**Extracted text:**

===

The serving RAN node 120a is able to modify the PRS configuration information received from the location server 140 based on its load and network traffic conditions. So, the serving RAN node can transmit the modified PRS configuration to the neighboring RAN nodes 120b via a signal 1403c and to the UE 110 via a signal 1403b.

Then, the serving RAN node 120a applies the modified PRS configuration to generate the DL-PRS and transmits PRSs to the UE 110. Besides, the neighbor gNB 120b applies the modified PRS configuration to generate the DL-PRS and transmits the generated PRSs to the UE 110.

In some embodiments, the modified PRS configurations for the serving gNB 120a and the neighbor gNB 120b may be different in order to generate different PRSs from each of the gNBs and the gNBs transmit each of the PRSs to the UE 110.

Whilst in FIG. 13, the UE would receive the PRS configuration from the LS 140 via the serving RAN node 120a, i.e. such that in effect the serving RAN node 120a transparently sends the PRS configuration. That is, the serving RAN node 120a simply passes on the PRS configuration from the LS 140 without adjusting the same. Whereas, in FIG. 14, the serving RAN node 120a can send the PRS configuration in a non-transparent manner, such that is can modify PRS configuration (e.g. depending on its load and network traffic conditions).

The rest procedure is the same with the DL positioning process 1304, so the description thereof can be referred to as the corresponding parts of Fig. 13.

===

**Excerpted data:**
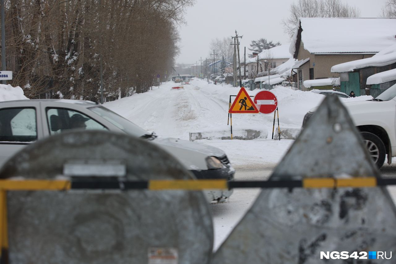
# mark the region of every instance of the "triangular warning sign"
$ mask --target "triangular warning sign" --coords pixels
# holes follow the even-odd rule
[[[254,114],[259,113],[259,110],[250,99],[244,87],[241,87],[228,112],[237,114]]]

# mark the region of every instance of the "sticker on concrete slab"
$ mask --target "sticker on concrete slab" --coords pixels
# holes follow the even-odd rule
[[[148,264],[178,264],[177,249],[150,247],[148,249]]]

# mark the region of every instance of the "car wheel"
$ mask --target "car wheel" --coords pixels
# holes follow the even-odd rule
[[[373,161],[380,168],[384,165],[386,151],[385,145],[381,139],[376,135],[369,132],[361,132],[363,142],[369,151]]]

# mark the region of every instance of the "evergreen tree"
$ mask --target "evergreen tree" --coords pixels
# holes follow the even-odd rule
[[[260,53],[264,50],[268,50],[280,45],[280,42],[274,42],[271,40],[268,42],[266,38],[261,38],[258,40],[252,40],[251,44],[250,44],[250,48],[248,48],[253,52]],[[249,55],[249,57],[252,57],[251,55]]]

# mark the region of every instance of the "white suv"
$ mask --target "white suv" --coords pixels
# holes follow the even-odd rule
[[[173,155],[197,178],[234,179],[235,170],[221,149],[186,140],[157,137],[101,105],[77,100],[0,103],[0,166],[37,140],[78,129],[109,130],[145,139]],[[223,201],[232,191],[206,192],[210,201]]]
[[[360,133],[373,161],[379,168],[388,155],[388,163],[396,157],[396,84],[369,101],[344,103]],[[303,127],[318,107],[304,118]]]

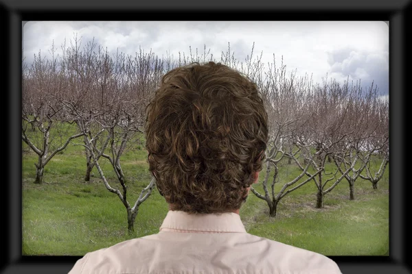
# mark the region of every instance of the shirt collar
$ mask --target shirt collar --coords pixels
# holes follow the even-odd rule
[[[233,212],[216,214],[189,214],[183,211],[169,210],[162,229],[207,232],[244,232],[244,226],[239,214]]]

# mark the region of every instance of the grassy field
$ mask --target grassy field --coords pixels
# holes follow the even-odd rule
[[[168,205],[156,189],[140,206],[135,233],[130,235],[126,209],[117,195],[105,188],[97,170],[93,169],[90,184],[84,184],[82,147],[69,145],[52,159],[41,185],[33,184],[36,155],[25,143],[23,148],[23,255],[83,256],[159,232]],[[136,149],[122,160],[131,204],[150,179],[146,158],[144,149]],[[111,186],[119,188],[110,164],[102,160],[101,165]],[[295,165],[285,163],[275,190],[299,173]],[[261,184],[255,188],[263,193]],[[388,255],[389,166],[378,190],[373,190],[369,182],[356,181],[354,201],[349,200],[349,186],[344,180],[325,196],[325,208],[316,209],[316,190],[310,182],[290,193],[280,201],[275,218],[268,216],[266,202],[251,192],[240,209],[247,231],[326,256]]]

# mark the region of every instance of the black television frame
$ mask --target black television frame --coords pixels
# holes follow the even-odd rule
[[[390,218],[388,256],[330,256],[344,274],[412,273],[407,260],[408,188],[405,175],[403,98],[407,87],[407,60],[411,60],[406,40],[407,25],[412,25],[410,0],[288,0],[264,1],[240,0],[203,2],[179,0],[127,1],[101,0],[0,0],[2,46],[0,64],[5,68],[2,84],[7,90],[8,161],[8,177],[3,186],[5,210],[3,218],[6,233],[2,234],[0,249],[2,273],[67,273],[80,257],[22,256],[21,219],[21,41],[25,21],[385,21],[389,23],[390,110]],[[409,23],[408,23],[409,22]],[[409,34],[412,33],[409,31]],[[409,46],[409,47],[408,47]],[[407,58],[409,57],[409,58]],[[6,198],[6,199],[4,199]]]

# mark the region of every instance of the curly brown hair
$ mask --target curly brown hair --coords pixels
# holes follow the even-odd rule
[[[163,77],[146,111],[149,170],[170,209],[240,208],[268,141],[256,85],[220,63],[192,63]]]

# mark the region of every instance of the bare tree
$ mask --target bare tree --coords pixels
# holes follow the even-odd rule
[[[369,160],[365,167],[366,175],[360,174],[359,176],[370,181],[373,188],[377,189],[378,182],[383,177],[389,162],[389,101],[382,101],[376,97],[373,105],[371,112],[374,119],[372,119],[372,123],[376,126],[365,144],[365,147],[369,151]],[[378,161],[380,164],[378,164]],[[375,166],[379,168],[376,170]]]
[[[73,132],[73,121],[67,119],[62,106],[54,99],[64,92],[65,82],[59,73],[54,45],[52,60],[34,55],[31,68],[23,73],[22,140],[38,155],[35,184],[43,181],[45,166],[58,152],[65,149],[72,139],[83,132]],[[31,125],[34,132],[28,132]],[[67,137],[68,136],[68,137]]]
[[[297,79],[296,71],[286,77],[286,67],[283,64],[283,58],[279,68],[276,68],[275,58],[273,63],[269,64],[269,70],[263,72],[263,66],[260,62],[262,55],[252,62],[251,58],[247,58],[246,66],[242,64],[244,73],[255,82],[262,92],[265,102],[265,108],[268,113],[269,126],[269,140],[266,152],[265,177],[262,183],[264,195],[258,192],[254,188],[251,190],[256,197],[264,200],[269,207],[269,215],[275,216],[277,208],[282,199],[288,194],[298,189],[322,171],[322,169],[315,172],[306,179],[305,177],[310,163],[308,162],[301,173],[290,182],[280,183],[279,167],[285,157],[291,158],[299,152],[299,149],[293,151],[292,136],[296,129],[306,123],[306,117],[303,115],[305,110],[306,94],[310,88],[308,82],[311,81],[308,76]],[[262,78],[262,75],[266,77]],[[273,169],[273,175],[269,182],[270,175]],[[280,184],[282,188],[276,193],[275,187]],[[269,190],[270,188],[270,190]]]
[[[313,92],[308,93],[306,98],[306,116],[308,122],[294,133],[294,143],[301,149],[301,155],[304,162],[310,162],[314,172],[306,172],[307,176],[312,177],[317,188],[316,208],[323,207],[324,197],[339,184],[347,173],[353,170],[358,155],[354,156],[352,164],[342,170],[341,175],[337,177],[339,169],[328,172],[325,169],[326,160],[331,156],[345,153],[342,145],[348,140],[353,131],[345,127],[349,105],[347,102],[348,84],[343,86],[335,80],[328,82],[324,80],[323,86],[317,85]],[[301,171],[305,167],[298,159],[291,155]],[[326,178],[325,178],[326,177]],[[332,182],[332,185],[328,186]]]

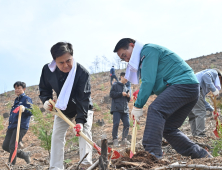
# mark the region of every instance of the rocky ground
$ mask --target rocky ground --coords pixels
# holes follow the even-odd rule
[[[119,73],[120,71],[117,71]],[[92,126],[92,134],[93,134],[93,141],[97,144],[100,144],[101,138],[106,136],[108,139],[108,144],[112,147],[112,115],[109,113],[110,110],[110,99],[108,97],[110,91],[110,79],[109,73],[98,73],[91,75],[91,84],[92,84],[92,98],[94,103],[94,120]],[[133,86],[133,91],[137,90],[138,86]],[[33,103],[38,107],[42,108],[42,103],[38,98],[38,87],[31,86],[28,87],[26,90],[26,94],[30,96],[33,100]],[[191,160],[189,157],[183,157],[175,152],[171,146],[163,140],[163,160],[157,160],[155,157],[152,157],[149,153],[143,151],[142,147],[142,137],[143,131],[145,127],[146,121],[146,113],[148,106],[152,101],[154,101],[156,96],[151,96],[147,101],[147,104],[144,107],[144,116],[142,117],[141,124],[138,126],[137,132],[137,154],[133,157],[133,159],[128,158],[127,156],[115,160],[112,162],[110,169],[164,169],[166,166],[183,166],[185,167],[193,167],[193,169],[197,168],[197,166],[205,165],[206,166],[218,166],[222,167],[222,157],[218,156],[212,159],[203,158],[203,159],[196,159]],[[15,99],[15,95],[13,91],[6,92],[0,94],[0,115],[6,116],[9,113],[11,105]],[[133,102],[129,103],[130,109],[133,106]],[[46,114],[44,109],[42,109],[43,113]],[[104,122],[104,123],[99,123]],[[1,123],[1,122],[0,122]],[[30,122],[30,129],[23,138],[23,150],[31,152],[31,164],[27,165],[24,160],[17,159],[16,165],[13,169],[35,169],[35,170],[42,170],[48,169],[49,167],[49,154],[48,151],[44,150],[40,147],[40,140],[37,136],[33,134],[32,126],[35,124],[35,120],[32,119]],[[0,145],[2,145],[4,141],[4,137],[6,134],[7,126],[8,126],[8,118],[5,118],[2,121],[3,129],[0,130]],[[132,121],[131,121],[132,125]],[[190,126],[188,120],[186,120],[183,126],[180,128],[189,138],[191,138],[194,142],[198,143],[200,146],[206,148],[209,152],[212,151],[214,145],[213,141],[216,140],[216,137],[213,134],[213,130],[215,129],[215,120],[212,117],[206,118],[206,134],[207,137],[197,138],[192,137],[190,132]],[[132,133],[132,126],[130,127],[129,133]],[[155,133],[155,132],[154,132]],[[121,140],[122,135],[122,123],[119,127],[119,139]],[[130,136],[129,136],[130,138]],[[73,132],[72,129],[69,129],[66,136],[67,145],[65,147],[65,161],[64,165],[66,169],[72,170],[76,169],[78,161],[79,161],[79,150],[78,150],[78,142],[71,140],[73,139]],[[114,148],[118,150],[120,153],[124,153],[127,150],[127,147],[116,147]],[[124,154],[123,154],[124,155]],[[0,148],[0,169],[9,169],[6,166],[8,162],[9,154],[3,151]],[[99,155],[96,151],[93,152],[93,162],[97,161]],[[173,164],[174,165],[171,165]],[[196,167],[195,167],[196,166]],[[81,168],[81,166],[80,166]],[[165,168],[166,169],[166,168]],[[178,168],[177,168],[178,169]],[[192,169],[192,168],[189,168]]]

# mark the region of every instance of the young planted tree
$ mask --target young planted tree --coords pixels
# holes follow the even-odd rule
[[[48,151],[50,157],[53,115],[49,113],[44,115],[39,107],[34,104],[30,111],[34,116],[34,123],[31,124],[31,130],[40,139],[40,146]]]

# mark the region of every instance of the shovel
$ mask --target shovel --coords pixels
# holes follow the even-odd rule
[[[18,149],[18,141],[19,141],[19,132],[20,132],[20,124],[21,124],[21,116],[22,116],[22,105],[18,106],[13,112],[17,113],[19,109],[19,115],[18,115],[18,125],[17,125],[17,133],[16,133],[16,139],[15,139],[15,150],[12,154],[11,157],[11,163],[15,159],[15,156],[17,154],[17,149]]]
[[[217,97],[210,96],[210,98],[211,98],[212,102],[214,103],[214,119],[216,120],[216,129],[213,132],[214,132],[214,135],[219,138],[218,130],[220,129],[222,124],[220,123],[220,120],[218,119],[219,115],[217,113],[217,102],[216,102]]]
[[[137,134],[137,121],[136,119],[133,119],[133,133],[132,133],[132,139],[131,139],[131,150],[130,150],[130,158],[133,157],[135,152],[135,146],[136,146],[136,134]]]
[[[53,105],[53,107],[55,107],[55,103],[53,100],[49,99],[49,102]],[[61,112],[60,109],[56,108],[55,109],[57,110],[57,112],[53,112],[55,115],[59,116],[61,119],[63,119],[69,126],[71,126],[72,128],[75,127],[75,125]],[[101,155],[101,148],[96,145],[95,142],[91,141],[83,132],[79,132],[79,135],[85,139],[90,145],[92,145],[97,151],[98,153]],[[112,154],[112,157],[111,159],[118,159],[120,157],[122,157],[122,155],[117,152],[116,150],[113,150],[112,148],[108,147],[108,153],[111,153],[113,152]]]

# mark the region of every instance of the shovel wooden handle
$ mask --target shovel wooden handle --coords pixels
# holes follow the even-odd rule
[[[55,107],[55,102],[52,99],[49,99],[49,102],[53,105],[53,107]],[[60,109],[56,108],[57,112],[53,112],[55,115],[59,116],[61,119],[63,119],[69,126],[71,126],[72,128],[75,127],[75,124],[72,123],[62,112]],[[90,145],[94,146],[94,142],[91,141],[84,133],[82,133],[81,131],[79,132],[79,135],[81,137],[83,137]]]
[[[131,139],[131,151],[133,154],[135,154],[136,134],[137,134],[137,121],[135,119],[133,123],[133,133],[132,133],[132,139]]]
[[[17,132],[16,132],[16,142],[18,142],[18,140],[19,140],[21,117],[22,117],[22,105],[20,105],[20,107],[19,107],[18,125],[17,125]]]
[[[23,105],[20,105],[19,106],[19,115],[18,115],[18,123],[17,123],[17,132],[16,132],[16,138],[15,138],[15,150],[12,154],[12,157],[11,157],[11,163],[12,161],[15,159],[15,156],[17,154],[17,149],[18,149],[18,141],[19,141],[19,132],[20,132],[20,125],[21,125],[21,117],[22,117],[22,106]]]
[[[53,107],[55,107],[55,102],[51,99],[49,99],[49,102],[53,105]],[[66,123],[68,123],[69,126],[71,126],[72,128],[75,127],[74,123],[72,123],[62,112],[60,109],[56,108],[57,112],[52,112],[55,115],[59,116],[61,119],[63,119]],[[95,142],[93,142],[92,140],[90,140],[83,132],[79,132],[79,135],[85,139],[90,145],[92,145],[93,148],[95,148],[99,154],[101,154],[101,148],[99,146],[96,145]],[[113,152],[111,159],[118,159],[119,157],[121,157],[122,155],[117,152],[116,150],[113,150],[112,148],[108,147],[108,152]]]

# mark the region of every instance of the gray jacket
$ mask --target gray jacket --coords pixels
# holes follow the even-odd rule
[[[122,92],[127,92],[128,88],[121,82],[114,83],[110,90],[110,97],[112,98],[112,105],[110,113],[120,112],[129,113],[128,102],[130,97],[123,96]]]
[[[213,111],[214,108],[205,100],[205,96],[210,91],[215,92],[216,87],[214,82],[218,76],[218,73],[214,69],[206,69],[196,73],[196,77],[200,83],[201,92],[204,98],[205,107],[209,111]]]

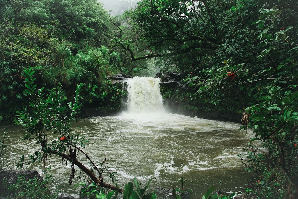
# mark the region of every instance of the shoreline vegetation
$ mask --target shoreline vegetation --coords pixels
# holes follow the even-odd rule
[[[82,105],[120,108],[125,92],[109,77],[154,76],[160,70],[165,81],[167,72],[181,73],[184,87],[161,87],[164,99],[187,111],[239,113],[240,129],[253,129],[254,137],[239,156],[258,176],[247,193],[297,198],[297,7],[291,0],[141,0],[112,16],[96,0],[0,1],[0,124],[14,119],[27,129],[25,139],[40,145],[31,163],[56,154],[74,172],[85,140],[70,121]],[[65,138],[47,142],[52,130]],[[7,136],[1,158],[9,152]],[[260,152],[256,141],[268,152]],[[25,163],[21,158],[19,166]],[[98,178],[88,175],[92,189],[104,187],[96,167]],[[134,183],[136,191],[131,183],[119,192],[149,198]],[[94,189],[90,197],[104,197]],[[214,191],[203,198],[216,198]]]

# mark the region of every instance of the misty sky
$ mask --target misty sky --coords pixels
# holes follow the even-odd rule
[[[99,0],[103,4],[104,7],[108,11],[112,10],[110,12],[112,16],[121,15],[126,10],[136,6],[136,2],[139,0]]]

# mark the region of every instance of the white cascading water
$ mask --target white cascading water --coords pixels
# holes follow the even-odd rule
[[[126,81],[127,106],[129,113],[164,112],[160,79],[136,77]]]
[[[243,153],[251,132],[239,131],[240,125],[236,123],[166,112],[160,82],[148,77],[129,79],[127,111],[80,120],[79,132],[90,141],[84,151],[94,162],[101,162],[106,157],[108,166],[117,172],[120,187],[136,177],[143,184],[153,179],[149,191],[158,187],[171,189],[183,176],[201,183],[187,184],[193,189],[190,196],[193,198],[201,198],[212,185],[217,185],[222,190],[243,190],[238,187],[244,187],[252,177],[244,170],[237,155]],[[23,154],[34,154],[38,146],[34,142],[24,143],[23,131],[18,127],[9,130],[6,143],[14,155],[1,159],[1,166],[11,169]],[[0,128],[0,134],[4,130]],[[69,177],[69,167],[61,165],[58,158],[48,160],[46,166],[52,167],[57,181],[63,182],[57,184],[59,188],[78,197],[75,189],[65,180]],[[41,173],[42,165],[37,169]],[[27,169],[37,169],[35,164],[27,165]],[[222,185],[218,184],[221,179],[225,182]],[[74,180],[75,184],[81,180]],[[160,194],[159,198],[167,199],[166,196],[170,193]]]

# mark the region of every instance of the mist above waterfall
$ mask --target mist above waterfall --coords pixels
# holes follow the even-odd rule
[[[139,0],[100,0],[112,16],[122,15],[125,10],[136,7]]]

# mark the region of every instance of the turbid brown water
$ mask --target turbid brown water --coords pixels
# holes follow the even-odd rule
[[[151,79],[141,80],[144,85],[151,84],[153,87],[155,83],[146,81],[159,82]],[[135,83],[128,83],[129,87]],[[144,94],[133,89],[135,95]],[[133,92],[130,91],[128,106],[131,111],[117,116],[83,119],[78,123],[81,127],[79,132],[90,141],[85,151],[97,164],[105,157],[106,165],[117,172],[120,186],[136,177],[143,184],[152,179],[151,190],[156,187],[171,189],[178,186],[183,176],[189,180],[185,186],[193,190],[193,198],[201,198],[202,193],[211,186],[226,191],[241,191],[240,187],[245,187],[251,174],[244,170],[237,155],[243,152],[251,133],[239,131],[240,125],[236,123],[159,111],[160,104],[154,105],[158,107],[156,110],[150,108],[150,112],[146,108],[150,107],[149,104],[141,111],[134,111],[134,106],[129,104],[134,103]],[[156,101],[159,97],[154,98]],[[13,169],[22,155],[30,156],[39,146],[33,141],[22,141],[22,131],[18,127],[8,128],[7,141],[11,146],[1,165]],[[47,167],[51,167],[55,185],[75,195],[77,190],[74,190],[74,185],[68,184],[69,165],[62,165],[60,160],[55,157],[49,158],[46,164]],[[25,167],[42,171],[41,164],[26,165]],[[82,180],[80,171],[76,170],[75,184]],[[219,183],[221,180],[222,183]],[[165,195],[159,197],[165,198]]]

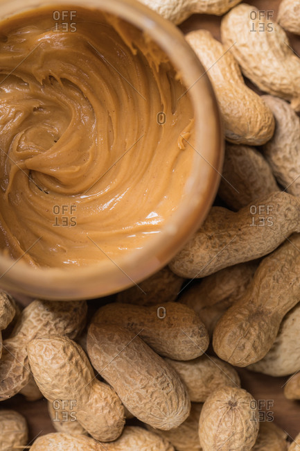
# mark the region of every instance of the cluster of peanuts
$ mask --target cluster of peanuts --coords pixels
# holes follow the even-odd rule
[[[28,444],[25,418],[1,409],[0,451],[300,446],[259,420],[234,368],[291,376],[284,395],[300,400],[300,59],[283,30],[300,35],[300,2],[283,0],[276,23],[240,2],[143,1],[176,24],[232,8],[222,43],[186,35],[220,105],[225,206],[168,267],[96,311],[40,300],[23,309],[0,293],[0,401],[46,398],[56,429]]]

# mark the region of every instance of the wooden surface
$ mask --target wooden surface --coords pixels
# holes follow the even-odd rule
[[[250,2],[246,2],[250,3]],[[276,19],[279,0],[271,1],[255,0],[250,4],[260,10],[274,10],[274,19]],[[204,28],[210,30],[218,39],[220,38],[220,19],[211,16],[194,15],[180,26],[184,33],[191,30]],[[298,54],[300,54],[300,39],[289,35],[290,42]],[[94,301],[95,302],[95,301]],[[26,303],[26,300],[24,300]],[[270,414],[274,412],[275,423],[285,429],[291,437],[294,438],[300,432],[300,402],[292,402],[283,396],[283,385],[287,377],[270,377],[263,375],[252,373],[245,369],[239,369],[242,386],[248,390],[256,400],[261,400],[263,405],[269,402]],[[24,397],[18,395],[11,400],[1,403],[1,407],[12,408],[23,414],[27,418],[30,429],[30,440],[38,435],[43,435],[54,431],[47,412],[45,400],[34,402],[27,402]]]

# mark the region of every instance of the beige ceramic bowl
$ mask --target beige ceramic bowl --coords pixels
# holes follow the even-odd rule
[[[145,31],[168,55],[190,90],[195,110],[195,148],[193,172],[186,182],[184,204],[142,250],[125,256],[118,266],[76,269],[34,269],[0,256],[0,285],[38,298],[71,300],[103,296],[124,289],[158,271],[182,247],[205,219],[216,194],[223,157],[218,108],[207,76],[182,33],[171,23],[134,0],[7,0],[0,2],[0,20],[30,9],[52,6],[92,8],[115,14]],[[197,80],[196,83],[195,83]],[[200,156],[201,155],[201,156]]]

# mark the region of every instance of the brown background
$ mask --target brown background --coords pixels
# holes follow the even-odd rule
[[[260,10],[274,10],[273,19],[276,19],[280,0],[254,0],[246,3],[250,3]],[[220,19],[215,17],[195,15],[182,24],[180,28],[184,33],[199,28],[207,28],[215,37],[220,39]],[[300,38],[292,35],[289,35],[289,37],[294,49],[300,55]],[[250,391],[256,400],[262,400],[262,404],[267,400],[272,404],[272,406],[270,406],[269,411],[274,412],[274,421],[291,437],[294,438],[300,432],[300,402],[288,401],[284,398],[283,385],[287,377],[270,377],[245,369],[238,371],[242,387]],[[37,435],[54,431],[47,414],[45,400],[29,402],[21,395],[17,395],[11,400],[2,402],[1,407],[15,409],[26,417],[30,440]],[[264,410],[263,407],[262,409]]]

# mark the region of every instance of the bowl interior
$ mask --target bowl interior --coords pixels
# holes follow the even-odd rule
[[[186,181],[184,202],[157,236],[116,263],[105,262],[68,270],[32,268],[0,255],[0,285],[28,296],[49,299],[81,299],[124,289],[168,263],[203,222],[218,189],[223,139],[215,98],[204,70],[181,32],[171,23],[134,0],[21,0],[0,4],[0,19],[37,8],[64,6],[100,10],[145,32],[168,56],[180,74],[195,112],[195,145],[193,169]]]

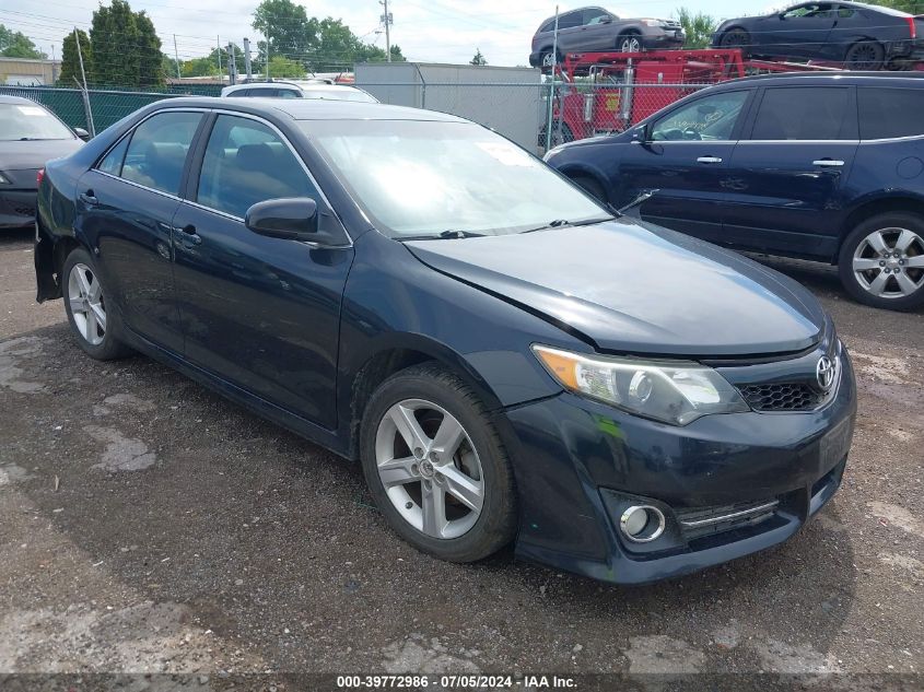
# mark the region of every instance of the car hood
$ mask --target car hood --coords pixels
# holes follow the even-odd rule
[[[51,159],[67,156],[81,146],[83,141],[79,139],[0,141],[0,171],[35,171]]]
[[[740,255],[627,216],[528,234],[406,243],[422,262],[603,351],[685,356],[802,351],[824,312]]]

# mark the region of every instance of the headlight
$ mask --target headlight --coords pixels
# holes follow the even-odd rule
[[[587,356],[538,344],[533,352],[565,389],[671,425],[750,411],[737,389],[699,363]]]

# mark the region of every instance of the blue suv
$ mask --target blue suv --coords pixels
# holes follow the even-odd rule
[[[837,265],[875,307],[924,304],[924,81],[761,75],[702,90],[546,161],[644,220],[730,247]]]

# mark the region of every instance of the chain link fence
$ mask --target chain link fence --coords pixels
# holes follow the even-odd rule
[[[0,86],[0,95],[35,101],[72,128],[100,133],[150,103],[177,96],[218,96],[220,84],[171,85],[164,91],[131,89],[80,89],[60,86]]]
[[[375,83],[356,86],[382,103],[457,115],[492,128],[542,153],[548,146],[621,132],[660,108],[710,84],[671,83]],[[163,92],[50,86],[0,86],[0,94],[36,101],[71,127],[101,132],[154,101],[183,95],[218,96],[220,85]]]

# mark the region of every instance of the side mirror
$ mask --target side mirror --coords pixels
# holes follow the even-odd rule
[[[632,143],[633,144],[647,144],[652,141],[652,126],[651,124],[643,125],[642,127],[636,127],[632,130]]]
[[[317,221],[317,202],[309,197],[268,199],[244,216],[244,225],[254,233],[283,241],[318,241]]]

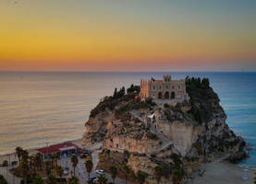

===

**Stated task A:**
Quote the passage on PRS configuration, starting at the words containing "Whilst in FIG." and ending with "of Fig. 13.".
**Stated task B:**
Answer these from the passage on PRS configuration:
(i) On what conditions can the serving RAN node base its modification of the PRS configuration?
(ii) Which signal carries the modified PRS configuration to the neighboring RAN nodes 120b?
(iii) In FIG. 13, in what manner does the serving RAN node 120a send the PRS configuration?

**Task response A:**
Whilst in FIG. 13, the UE would receive the PRS configuration from the LS 140 via the serving RAN node 120a, i.e. such that in effect the serving RAN node 120a transparently sends the PRS configuration. That is, the serving RAN node 120a simply passes on the PRS configuration from the LS 140 without adjusting the same. Whereas, in FIG. 14, the serving RAN node 120a can send the PRS configuration in a non-transparent manner, such that is can modify PRS configuration (e.g. depending on its load and network traffic conditions).

The rest procedure is the same with the DL positioning process 1304, so the description thereof can be referred to as the corresponding parts of Fig. 13.

**Task response B:**
(i) Its load and network traffic conditions.
(ii) Signal 1403c.
(iii) Transparently: it passes on the PRS configuration from the LS 140 without adjusting it.